▸ Task goal
Locate every line in the records that contains the word "blurred", and copy each of those lines in full.

▸ Input records
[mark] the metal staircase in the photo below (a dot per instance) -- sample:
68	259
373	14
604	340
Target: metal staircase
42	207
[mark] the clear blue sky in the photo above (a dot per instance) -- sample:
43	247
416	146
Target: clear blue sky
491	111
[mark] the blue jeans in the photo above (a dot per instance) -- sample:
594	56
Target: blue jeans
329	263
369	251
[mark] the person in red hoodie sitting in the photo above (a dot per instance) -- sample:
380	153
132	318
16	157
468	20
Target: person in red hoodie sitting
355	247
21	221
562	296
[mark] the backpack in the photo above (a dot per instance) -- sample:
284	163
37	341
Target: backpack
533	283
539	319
==
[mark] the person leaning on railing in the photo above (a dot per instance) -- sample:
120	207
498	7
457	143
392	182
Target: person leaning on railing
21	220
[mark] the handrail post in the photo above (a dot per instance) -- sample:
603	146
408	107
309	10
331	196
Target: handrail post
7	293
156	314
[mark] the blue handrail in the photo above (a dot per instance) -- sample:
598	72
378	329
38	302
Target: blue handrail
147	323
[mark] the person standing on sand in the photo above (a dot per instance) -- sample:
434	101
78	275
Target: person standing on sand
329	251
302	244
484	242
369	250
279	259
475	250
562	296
---
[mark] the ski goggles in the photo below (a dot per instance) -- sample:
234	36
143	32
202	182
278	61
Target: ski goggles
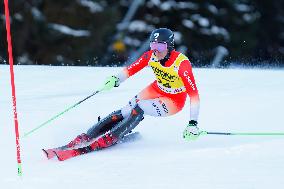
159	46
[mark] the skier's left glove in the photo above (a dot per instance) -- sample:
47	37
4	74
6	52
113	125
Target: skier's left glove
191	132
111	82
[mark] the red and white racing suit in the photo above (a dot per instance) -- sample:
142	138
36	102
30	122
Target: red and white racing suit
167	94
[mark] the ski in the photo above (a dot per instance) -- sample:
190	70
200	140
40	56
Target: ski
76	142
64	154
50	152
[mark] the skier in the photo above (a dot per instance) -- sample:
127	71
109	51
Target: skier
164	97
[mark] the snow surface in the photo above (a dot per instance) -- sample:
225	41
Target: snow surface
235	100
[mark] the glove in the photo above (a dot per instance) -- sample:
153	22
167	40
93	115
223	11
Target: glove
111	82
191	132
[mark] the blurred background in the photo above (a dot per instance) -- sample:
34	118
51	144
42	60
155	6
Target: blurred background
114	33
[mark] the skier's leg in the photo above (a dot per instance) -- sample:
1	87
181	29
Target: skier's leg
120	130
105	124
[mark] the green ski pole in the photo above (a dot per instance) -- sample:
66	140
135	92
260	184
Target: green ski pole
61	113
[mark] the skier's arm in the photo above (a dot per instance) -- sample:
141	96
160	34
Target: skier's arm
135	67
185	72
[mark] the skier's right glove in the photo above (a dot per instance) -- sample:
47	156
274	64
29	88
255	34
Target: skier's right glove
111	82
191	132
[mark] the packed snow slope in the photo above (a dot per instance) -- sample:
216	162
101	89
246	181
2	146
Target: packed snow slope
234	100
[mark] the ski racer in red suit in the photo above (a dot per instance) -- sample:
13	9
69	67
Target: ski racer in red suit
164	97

▸ Full solution
[mark] the blurred background in the photo above (a dot per instance) -- sample:
Target: blurred background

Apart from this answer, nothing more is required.